··· Extract

Since that fateful night as a young mother, I have had similar experiences with motherhood.  Along with the highest highs and joys of being involved and so in love with the souls that have come to me and my husband, come the lowest of the lows.   The sorrow that accompanies so many of the childhood and adolescent experiences when things don’t work out the way someone anticipated…the physical frailties and injuries that come with normal physical wear and tear (I’m thinking the derma-bonded scalp of a two-year old…the broken arms of a 6 year old…what have you)…the hurt when friends come and go and disappoint.  All of these things and so many more are part of the emotional toll that raising children takes on a mother’s heart.  On MY heart.

Perhaps the most trying times are the times when you long to protect your child from the brutality of the world, but can’t.  Life was not designed to be lived in cocoon fashion.  When the unkind wills and words of others are imposed upon someone without thought of damage, the instinct to protect kicks in.  The labeling and the berating of her child–to their face and behind their backs–are enough to drive even the most well grounded mother to her knees.  I know that life goes on and that we all lived through it but knowing that doesn’t make it any easier.  I can still hear damaging words said to MYSELF at that tender age.  Though I think I grew up to be pretty awesome, no matter how hard I try to ignore them, those voices pop back up at the most inconvenient of times. I had hoped to save my kids from that kind of baggage.  Ignorance is bliss, so they say, yet the bliss bubble is going to pop.  I can feel it.

And so, I cry for the ones who are being mocked and berated behind their backs by someone else’s child.  I pray that the pain can be dull enough that the words won’t have  power to injure the tender feelings of someone still trying to figure out where they fit in this big world.  I wait, patiently, for the slamming of the front door and the tears that will surely come as the sting of unkindness and the loss of a degree of innocence pokes a hole in our somewhat peaceful existence.  I cry for them. I cry for me.  Surely this can’t be a part of motherhood.  But it is. I didn’t sign up for this.

······
··· Records provided

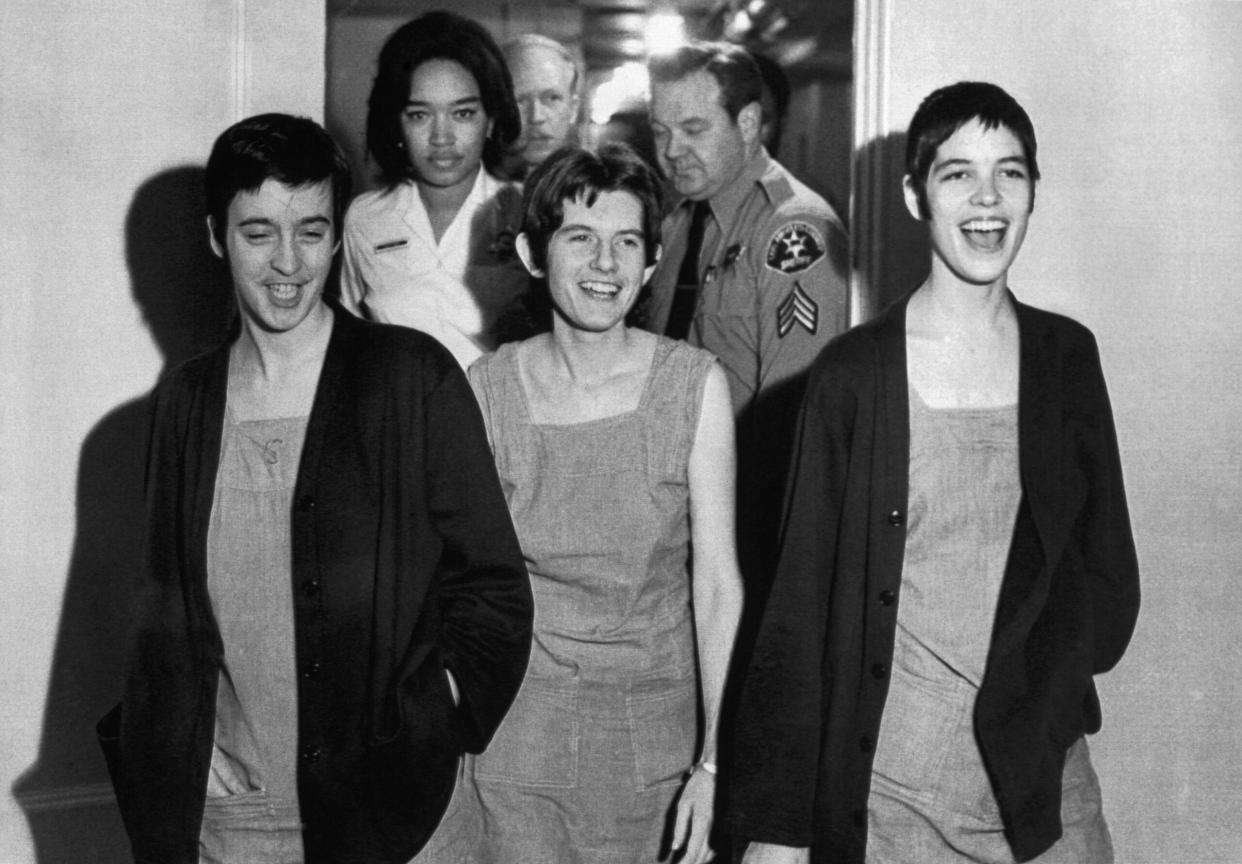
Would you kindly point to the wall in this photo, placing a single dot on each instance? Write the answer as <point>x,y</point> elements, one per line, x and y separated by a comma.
<point>109,109</point>
<point>1135,232</point>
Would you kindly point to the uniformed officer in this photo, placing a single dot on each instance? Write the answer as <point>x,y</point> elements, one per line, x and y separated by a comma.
<point>754,267</point>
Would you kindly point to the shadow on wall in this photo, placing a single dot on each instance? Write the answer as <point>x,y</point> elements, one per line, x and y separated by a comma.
<point>892,247</point>
<point>184,293</point>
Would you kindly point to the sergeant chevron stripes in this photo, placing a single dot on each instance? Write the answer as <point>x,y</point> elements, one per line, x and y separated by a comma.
<point>797,308</point>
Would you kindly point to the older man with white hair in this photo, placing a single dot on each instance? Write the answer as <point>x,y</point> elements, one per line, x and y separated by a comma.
<point>545,83</point>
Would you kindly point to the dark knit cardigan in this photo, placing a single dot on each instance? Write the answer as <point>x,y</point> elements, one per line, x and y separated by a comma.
<point>816,683</point>
<point>405,562</point>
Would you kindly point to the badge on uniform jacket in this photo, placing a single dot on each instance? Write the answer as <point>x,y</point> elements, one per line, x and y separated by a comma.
<point>797,308</point>
<point>794,247</point>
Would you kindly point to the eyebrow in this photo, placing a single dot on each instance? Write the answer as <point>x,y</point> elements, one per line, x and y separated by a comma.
<point>578,226</point>
<point>964,163</point>
<point>456,103</point>
<point>260,221</point>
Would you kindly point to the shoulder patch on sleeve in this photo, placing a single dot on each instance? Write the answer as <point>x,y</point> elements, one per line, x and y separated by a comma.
<point>794,247</point>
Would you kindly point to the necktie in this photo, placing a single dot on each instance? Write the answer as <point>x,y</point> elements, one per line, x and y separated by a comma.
<point>688,276</point>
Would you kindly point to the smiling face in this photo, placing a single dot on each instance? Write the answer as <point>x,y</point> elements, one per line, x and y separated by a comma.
<point>979,196</point>
<point>543,85</point>
<point>596,262</point>
<point>444,124</point>
<point>699,147</point>
<point>278,243</point>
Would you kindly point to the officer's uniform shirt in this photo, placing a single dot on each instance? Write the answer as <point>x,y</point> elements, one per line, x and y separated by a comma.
<point>775,278</point>
<point>394,271</point>
<point>774,262</point>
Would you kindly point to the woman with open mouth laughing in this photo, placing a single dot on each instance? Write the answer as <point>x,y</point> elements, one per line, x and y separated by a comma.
<point>615,450</point>
<point>956,559</point>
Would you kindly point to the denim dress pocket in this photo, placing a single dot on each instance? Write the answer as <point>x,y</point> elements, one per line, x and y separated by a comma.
<point>662,729</point>
<point>537,744</point>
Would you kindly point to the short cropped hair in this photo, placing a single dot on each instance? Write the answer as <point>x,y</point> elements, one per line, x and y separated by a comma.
<point>732,66</point>
<point>948,109</point>
<point>437,36</point>
<point>527,41</point>
<point>293,150</point>
<point>573,173</point>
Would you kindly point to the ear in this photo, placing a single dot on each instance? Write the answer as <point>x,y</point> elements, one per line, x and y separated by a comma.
<point>523,245</point>
<point>912,198</point>
<point>648,271</point>
<point>749,122</point>
<point>211,237</point>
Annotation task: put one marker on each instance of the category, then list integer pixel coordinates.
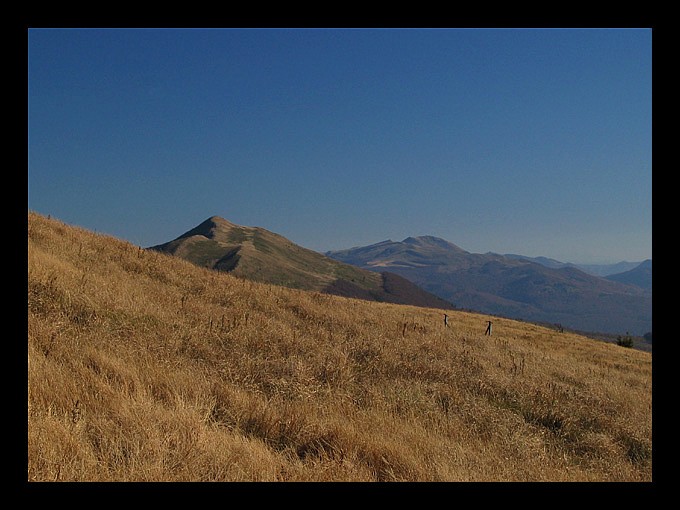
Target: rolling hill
(510, 286)
(257, 254)
(144, 367)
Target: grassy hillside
(143, 366)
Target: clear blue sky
(528, 141)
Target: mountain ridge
(515, 287)
(261, 255)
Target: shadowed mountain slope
(640, 275)
(510, 287)
(260, 255)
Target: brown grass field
(144, 367)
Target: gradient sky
(526, 141)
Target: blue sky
(527, 141)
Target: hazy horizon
(534, 142)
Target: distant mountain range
(258, 254)
(594, 269)
(539, 289)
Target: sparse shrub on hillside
(624, 341)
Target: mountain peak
(431, 242)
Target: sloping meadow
(144, 367)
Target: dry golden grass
(143, 367)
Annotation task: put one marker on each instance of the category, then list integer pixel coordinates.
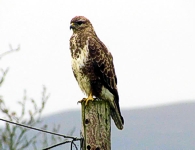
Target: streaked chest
(80, 57)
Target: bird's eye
(79, 22)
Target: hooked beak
(72, 26)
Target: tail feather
(116, 114)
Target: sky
(152, 42)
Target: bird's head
(80, 23)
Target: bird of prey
(93, 67)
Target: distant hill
(170, 127)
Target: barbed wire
(49, 132)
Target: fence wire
(71, 141)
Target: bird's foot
(90, 98)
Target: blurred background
(152, 42)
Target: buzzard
(93, 67)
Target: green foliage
(14, 137)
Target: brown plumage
(93, 68)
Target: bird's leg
(89, 98)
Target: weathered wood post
(96, 125)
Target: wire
(41, 130)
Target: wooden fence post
(96, 127)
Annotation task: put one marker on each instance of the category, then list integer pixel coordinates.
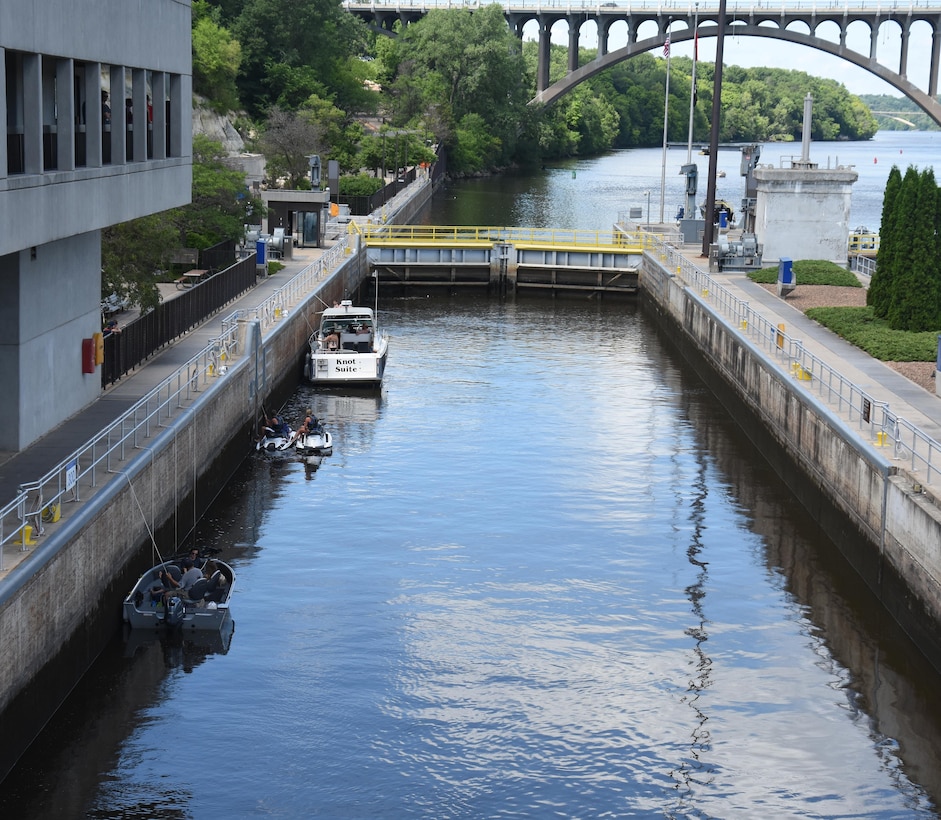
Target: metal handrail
(908, 442)
(83, 470)
(614, 240)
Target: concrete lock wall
(884, 527)
(59, 609)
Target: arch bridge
(794, 21)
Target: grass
(860, 327)
(810, 272)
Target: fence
(140, 339)
(41, 501)
(908, 443)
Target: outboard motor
(174, 609)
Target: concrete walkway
(52, 449)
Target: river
(543, 574)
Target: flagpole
(690, 210)
(692, 87)
(666, 111)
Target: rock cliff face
(220, 129)
(216, 127)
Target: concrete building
(802, 211)
(97, 100)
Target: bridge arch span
(743, 29)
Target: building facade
(97, 100)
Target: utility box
(786, 280)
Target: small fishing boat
(204, 606)
(348, 348)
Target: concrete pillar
(935, 60)
(139, 106)
(573, 44)
(3, 107)
(65, 115)
(32, 114)
(159, 91)
(93, 115)
(542, 74)
(118, 118)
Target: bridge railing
(672, 8)
(615, 240)
(906, 440)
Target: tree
(216, 59)
(879, 294)
(287, 142)
(294, 48)
(461, 63)
(130, 255)
(915, 296)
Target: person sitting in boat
(172, 586)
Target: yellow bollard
(26, 537)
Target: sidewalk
(53, 448)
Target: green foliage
(475, 148)
(862, 328)
(294, 48)
(810, 272)
(359, 185)
(216, 59)
(133, 252)
(879, 294)
(897, 113)
(462, 75)
(915, 295)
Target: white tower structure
(97, 100)
(802, 210)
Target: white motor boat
(315, 442)
(348, 348)
(271, 441)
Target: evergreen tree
(880, 288)
(906, 229)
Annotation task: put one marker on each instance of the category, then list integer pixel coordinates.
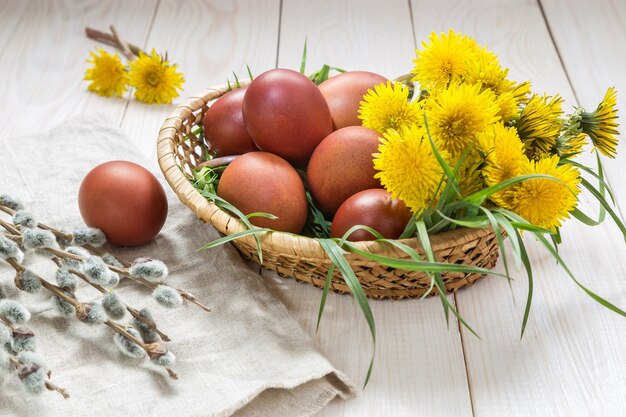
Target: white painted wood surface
(570, 362)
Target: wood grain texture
(419, 363)
(209, 40)
(568, 362)
(42, 59)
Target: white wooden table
(571, 361)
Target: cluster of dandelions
(153, 77)
(76, 258)
(486, 127)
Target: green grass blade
(529, 273)
(605, 204)
(479, 197)
(234, 236)
(422, 234)
(329, 275)
(261, 214)
(303, 61)
(336, 255)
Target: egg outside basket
(180, 150)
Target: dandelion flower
(107, 75)
(457, 114)
(539, 125)
(544, 202)
(155, 79)
(408, 167)
(387, 107)
(487, 71)
(504, 157)
(443, 60)
(601, 125)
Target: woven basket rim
(283, 242)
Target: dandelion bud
(32, 373)
(146, 331)
(37, 238)
(167, 296)
(62, 306)
(111, 260)
(96, 270)
(127, 346)
(24, 218)
(113, 306)
(74, 264)
(23, 340)
(27, 281)
(90, 313)
(149, 269)
(10, 202)
(10, 250)
(89, 236)
(13, 311)
(65, 279)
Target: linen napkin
(246, 357)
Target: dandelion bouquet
(463, 147)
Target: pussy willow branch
(133, 311)
(122, 271)
(58, 292)
(109, 39)
(49, 385)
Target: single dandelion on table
(545, 202)
(386, 107)
(444, 59)
(408, 167)
(601, 125)
(457, 114)
(107, 75)
(154, 78)
(503, 155)
(539, 125)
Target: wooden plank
(590, 40)
(419, 363)
(42, 59)
(209, 40)
(569, 361)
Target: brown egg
(344, 92)
(286, 114)
(374, 208)
(264, 182)
(224, 130)
(342, 166)
(125, 201)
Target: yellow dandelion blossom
(408, 167)
(504, 157)
(443, 60)
(387, 107)
(544, 202)
(457, 114)
(155, 79)
(571, 144)
(507, 104)
(601, 125)
(486, 70)
(107, 75)
(539, 125)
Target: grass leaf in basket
(478, 159)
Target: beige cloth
(247, 356)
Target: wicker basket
(180, 150)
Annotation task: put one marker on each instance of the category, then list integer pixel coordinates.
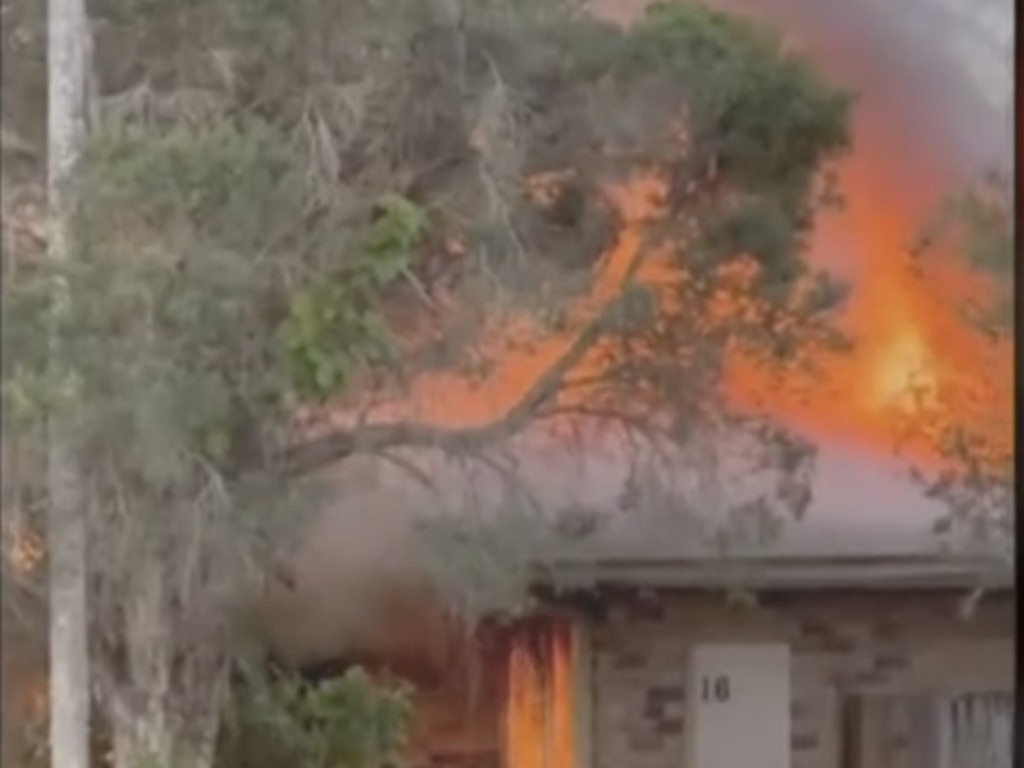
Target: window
(973, 730)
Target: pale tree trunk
(69, 738)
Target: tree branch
(309, 456)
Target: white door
(739, 710)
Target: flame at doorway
(541, 701)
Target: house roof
(867, 518)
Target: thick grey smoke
(935, 78)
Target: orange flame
(539, 717)
(909, 340)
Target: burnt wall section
(843, 645)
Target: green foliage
(977, 224)
(345, 722)
(335, 326)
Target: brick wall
(841, 643)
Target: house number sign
(715, 688)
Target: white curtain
(975, 730)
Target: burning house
(652, 636)
(854, 637)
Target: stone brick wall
(842, 643)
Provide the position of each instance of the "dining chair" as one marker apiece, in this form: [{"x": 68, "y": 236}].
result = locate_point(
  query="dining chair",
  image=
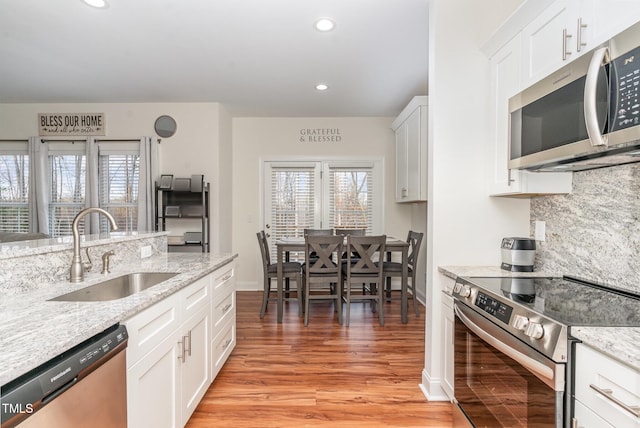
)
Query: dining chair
[
  {"x": 290, "y": 270},
  {"x": 322, "y": 276},
  {"x": 394, "y": 269},
  {"x": 316, "y": 232},
  {"x": 366, "y": 269}
]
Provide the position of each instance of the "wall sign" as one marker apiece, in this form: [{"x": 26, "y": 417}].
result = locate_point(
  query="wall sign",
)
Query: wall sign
[
  {"x": 71, "y": 124},
  {"x": 320, "y": 135}
]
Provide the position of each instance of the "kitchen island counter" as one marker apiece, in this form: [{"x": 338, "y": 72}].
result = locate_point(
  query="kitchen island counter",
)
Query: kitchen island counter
[{"x": 34, "y": 330}]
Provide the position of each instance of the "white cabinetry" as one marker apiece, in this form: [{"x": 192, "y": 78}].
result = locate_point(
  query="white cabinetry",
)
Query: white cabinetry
[
  {"x": 448, "y": 323},
  {"x": 607, "y": 392},
  {"x": 569, "y": 28},
  {"x": 224, "y": 318},
  {"x": 170, "y": 357},
  {"x": 506, "y": 82},
  {"x": 411, "y": 151}
]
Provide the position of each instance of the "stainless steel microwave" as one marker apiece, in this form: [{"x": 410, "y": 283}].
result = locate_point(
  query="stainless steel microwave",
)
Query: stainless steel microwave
[{"x": 585, "y": 115}]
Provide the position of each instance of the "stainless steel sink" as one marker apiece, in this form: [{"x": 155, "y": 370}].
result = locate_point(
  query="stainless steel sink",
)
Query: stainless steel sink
[{"x": 116, "y": 288}]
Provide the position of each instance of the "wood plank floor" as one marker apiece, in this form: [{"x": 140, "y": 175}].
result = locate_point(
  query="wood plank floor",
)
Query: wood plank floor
[{"x": 323, "y": 375}]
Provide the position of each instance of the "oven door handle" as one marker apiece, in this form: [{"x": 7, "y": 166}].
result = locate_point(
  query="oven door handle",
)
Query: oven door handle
[{"x": 544, "y": 372}]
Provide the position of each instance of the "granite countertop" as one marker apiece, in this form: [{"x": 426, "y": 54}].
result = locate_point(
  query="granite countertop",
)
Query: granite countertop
[
  {"x": 621, "y": 343},
  {"x": 34, "y": 330}
]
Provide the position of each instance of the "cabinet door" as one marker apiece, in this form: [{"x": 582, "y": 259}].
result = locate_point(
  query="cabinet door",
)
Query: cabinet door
[
  {"x": 506, "y": 82},
  {"x": 545, "y": 49},
  {"x": 153, "y": 386},
  {"x": 195, "y": 365},
  {"x": 402, "y": 177}
]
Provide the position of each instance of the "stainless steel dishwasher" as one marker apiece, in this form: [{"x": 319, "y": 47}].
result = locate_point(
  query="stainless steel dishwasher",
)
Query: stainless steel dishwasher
[{"x": 83, "y": 387}]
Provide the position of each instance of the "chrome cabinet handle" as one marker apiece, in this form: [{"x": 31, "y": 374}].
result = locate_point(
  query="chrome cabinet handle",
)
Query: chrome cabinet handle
[
  {"x": 226, "y": 344},
  {"x": 590, "y": 113},
  {"x": 188, "y": 336},
  {"x": 565, "y": 37},
  {"x": 608, "y": 394},
  {"x": 579, "y": 43}
]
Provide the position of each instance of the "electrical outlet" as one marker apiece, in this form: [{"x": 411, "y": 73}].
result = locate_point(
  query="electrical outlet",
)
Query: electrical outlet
[
  {"x": 145, "y": 251},
  {"x": 540, "y": 230}
]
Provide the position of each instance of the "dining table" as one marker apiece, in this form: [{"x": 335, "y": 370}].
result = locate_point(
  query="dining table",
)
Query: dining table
[{"x": 285, "y": 246}]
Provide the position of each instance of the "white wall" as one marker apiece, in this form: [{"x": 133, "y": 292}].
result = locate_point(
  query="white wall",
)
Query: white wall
[
  {"x": 256, "y": 139},
  {"x": 202, "y": 142},
  {"x": 464, "y": 225}
]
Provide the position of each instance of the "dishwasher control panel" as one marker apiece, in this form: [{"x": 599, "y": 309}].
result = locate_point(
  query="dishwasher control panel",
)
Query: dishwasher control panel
[{"x": 27, "y": 394}]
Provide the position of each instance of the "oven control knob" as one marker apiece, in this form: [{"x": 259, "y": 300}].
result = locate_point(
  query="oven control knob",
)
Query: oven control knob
[
  {"x": 465, "y": 291},
  {"x": 534, "y": 330},
  {"x": 520, "y": 322}
]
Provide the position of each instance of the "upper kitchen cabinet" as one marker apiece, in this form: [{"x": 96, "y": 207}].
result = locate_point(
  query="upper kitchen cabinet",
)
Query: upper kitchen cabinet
[
  {"x": 410, "y": 128},
  {"x": 566, "y": 29},
  {"x": 505, "y": 82}
]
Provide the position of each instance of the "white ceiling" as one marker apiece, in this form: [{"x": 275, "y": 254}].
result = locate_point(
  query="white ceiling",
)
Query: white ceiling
[{"x": 257, "y": 57}]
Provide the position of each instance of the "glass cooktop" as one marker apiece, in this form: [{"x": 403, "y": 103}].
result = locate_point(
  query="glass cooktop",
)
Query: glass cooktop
[{"x": 567, "y": 301}]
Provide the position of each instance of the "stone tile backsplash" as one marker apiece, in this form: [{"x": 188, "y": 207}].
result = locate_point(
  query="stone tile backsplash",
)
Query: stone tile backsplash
[{"x": 593, "y": 232}]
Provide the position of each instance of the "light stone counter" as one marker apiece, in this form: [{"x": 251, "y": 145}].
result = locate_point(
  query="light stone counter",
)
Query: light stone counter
[
  {"x": 34, "y": 330},
  {"x": 622, "y": 343}
]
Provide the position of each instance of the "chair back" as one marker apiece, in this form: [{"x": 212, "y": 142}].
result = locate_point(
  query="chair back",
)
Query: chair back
[
  {"x": 264, "y": 249},
  {"x": 352, "y": 232},
  {"x": 370, "y": 251},
  {"x": 322, "y": 248},
  {"x": 315, "y": 232},
  {"x": 414, "y": 239}
]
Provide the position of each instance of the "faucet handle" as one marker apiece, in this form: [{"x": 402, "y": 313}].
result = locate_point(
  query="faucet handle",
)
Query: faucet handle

······

▸ Tasks to carry out:
A - Please return the part of the passage on motherhood that begins at the words "And so, I cry" and stops after "up for this.".
B - According to the passage on motherhood, why doesn't knowing that "life goes on" make things any easier for the writer? Answer in one to three sentences.
C - Answer these questions from the passage on motherhood, one line each:
(i) What injury to a two-year-old does the writer mention?
(ii) According to the writer, in what fashion was life not designed to be lived?
(iii) What does the writer wait patiently for?
Work only from the passage on motherhood.

▸ Response list:
A -
And so, I cry for the ones who are being mocked and berated behind their backs by someone else’s child.  I pray that the pain can be dull enough that the words won’t have  power to injure the tender feelings of someone still trying to figure out where they fit in this big world.  I wait, patiently, for the slamming of the front door and the tears that will surely come as the sting of unkindness and the loss of a degree of innocence pokes a hole in our somewhat peaceful existence.  I cry for them. I cry for me.  Surely this can’t be a part of motherhood.  But it is. I didn’t sign up for this.

B - She can still hear the damaging words that were said to her at that tender age. No matter how hard she tries to ignore those voices, they pop back up at the most inconvenient times.

C -
(i) A derma-bonded scalp.
(ii) Cocoon fashion.
(iii) The slamming of the front door and the tears that will surely come.